**Task details:**
The records are to be reproduced verbatim.

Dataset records
------------------------------------
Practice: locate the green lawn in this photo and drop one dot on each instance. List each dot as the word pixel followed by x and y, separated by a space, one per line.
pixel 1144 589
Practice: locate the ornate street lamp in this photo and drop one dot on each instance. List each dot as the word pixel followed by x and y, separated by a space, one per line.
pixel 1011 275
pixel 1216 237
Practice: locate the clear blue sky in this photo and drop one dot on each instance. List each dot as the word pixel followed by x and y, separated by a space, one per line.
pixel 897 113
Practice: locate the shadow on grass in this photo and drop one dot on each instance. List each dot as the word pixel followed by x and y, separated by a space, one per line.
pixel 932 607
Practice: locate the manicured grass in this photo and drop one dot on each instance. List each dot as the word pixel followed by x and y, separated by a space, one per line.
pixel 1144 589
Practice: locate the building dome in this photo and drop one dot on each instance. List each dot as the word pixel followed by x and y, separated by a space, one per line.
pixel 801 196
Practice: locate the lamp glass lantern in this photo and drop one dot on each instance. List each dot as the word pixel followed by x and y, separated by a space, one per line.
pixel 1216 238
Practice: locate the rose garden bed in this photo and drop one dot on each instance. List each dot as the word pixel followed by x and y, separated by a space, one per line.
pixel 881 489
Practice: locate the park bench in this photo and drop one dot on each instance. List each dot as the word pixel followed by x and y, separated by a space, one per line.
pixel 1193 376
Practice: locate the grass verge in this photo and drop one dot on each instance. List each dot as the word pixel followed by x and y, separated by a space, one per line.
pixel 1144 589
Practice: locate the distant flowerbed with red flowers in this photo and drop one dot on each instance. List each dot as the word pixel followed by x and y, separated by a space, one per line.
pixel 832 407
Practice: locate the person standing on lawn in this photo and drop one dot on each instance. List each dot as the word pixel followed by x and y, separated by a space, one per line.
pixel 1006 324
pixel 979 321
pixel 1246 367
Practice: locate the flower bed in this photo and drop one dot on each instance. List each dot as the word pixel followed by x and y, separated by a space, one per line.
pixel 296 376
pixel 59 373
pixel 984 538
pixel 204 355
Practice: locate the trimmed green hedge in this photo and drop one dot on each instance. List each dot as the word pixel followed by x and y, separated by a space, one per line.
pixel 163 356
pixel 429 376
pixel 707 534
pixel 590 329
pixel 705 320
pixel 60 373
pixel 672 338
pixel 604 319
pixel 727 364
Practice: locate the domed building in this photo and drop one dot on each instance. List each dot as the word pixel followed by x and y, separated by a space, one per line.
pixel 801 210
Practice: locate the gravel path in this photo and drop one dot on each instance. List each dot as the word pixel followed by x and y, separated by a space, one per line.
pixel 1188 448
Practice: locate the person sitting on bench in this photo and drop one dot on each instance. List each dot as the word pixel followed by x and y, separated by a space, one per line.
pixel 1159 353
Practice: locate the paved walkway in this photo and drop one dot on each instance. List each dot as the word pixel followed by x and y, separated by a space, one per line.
------------------------------------
**Expected answer:**
Practice: locate the green lawn in this photo and drop one dot on each instance. List each dot as the word pixel followed by x and y, separated by a space, one per line.
pixel 1144 589
Practice: locate the ornate street lamp in this photo and drop one dot on each instance. List each dot as the word pixel followed by x and y, separated by a space, one per line.
pixel 1011 275
pixel 1216 237
Practice: locate the clear blue sky in this photo and drop one dot on each instance. List each dot as the word pixel followed by x and y, separated by a space, one per line.
pixel 897 113
Practice: locate the shadow on grass in this photo and drop one dot on each instance. List each dot as the word pixel followed by x and y, separated by a space, one per line.
pixel 932 607
Practice: locate the manicured grass in this photo and drop one dot on each instance. List each dot as the word pixel followed by x and y, separated by a space, one per line.
pixel 1144 589
Practice: locate the building dome in this photo and drop one dot on each instance. List each dot as the word pixel followed by x and y, separated by a space, one per line.
pixel 801 196
Practice: locate the lamp glass lantern in this photo and drop one dot on each instance. List each dot as the word pixel followed by x and y, separated by a space, one per line.
pixel 1216 238
Practice: locate the rose garden bed in this photo and drop one dot on each instance. List each dot as the word pixel followed by x and y, separated by a space, one per line.
pixel 881 489
Practice: locate the park bench in this photo and drop one dot on each instance. List each dot as the word pixel followed by x and y, separated by a space, one per line.
pixel 1193 376
Practice: locate the grass verge in this photo and drop one dot on each instance. List each dot as the word pixel followed by x and y, separated by a space, one per line.
pixel 1144 589
Practice: locate the distant flowerbed with red flowers in this photo and drop one dot on each instance. List each dot as the word pixel followed by x and y, separated by a space, one per line.
pixel 832 407
Practice: locate the person standing on lawn in this photo and drop one dot on each instance. List each dot as the word pixel followed by x and y, separated by a space, one per line.
pixel 1006 324
pixel 979 321
pixel 1246 367
Practice: locate the flower bed in this photo and drop one dot on each instance. List each dot as the word pixel followed by x and y, separated by a space, one per line.
pixel 296 376
pixel 59 373
pixel 984 538
pixel 204 355
Practice: locate the trimmed green hedge in this photo and drop one dot on each instance. List each dot as the word pixel followed by x and y, separated by a space, one per line.
pixel 163 356
pixel 429 376
pixel 707 534
pixel 590 329
pixel 705 320
pixel 60 373
pixel 672 338
pixel 604 319
pixel 727 364
Practice: locate the domed building in this photo and drop one dot on each instance. List each dot as the word pixel followed by x and y, separated by a space, one per line.
pixel 801 210
Practice: locate the gravel path in this photo and drop one dot on each instance. List each dot as the word pixel followed by x and y, separated by a space, one per line.
pixel 1188 448
Practice: locate the person sitting on bench in this photo and drop one dot on each instance. List each dot as the word pixel followed by x and y, separated by a space, one per line.
pixel 1159 353
Practice: locate the paved walkway in this photo and drop one dot on each instance. List each dot as the word pixel followed by x and y, separated by a space, one per line.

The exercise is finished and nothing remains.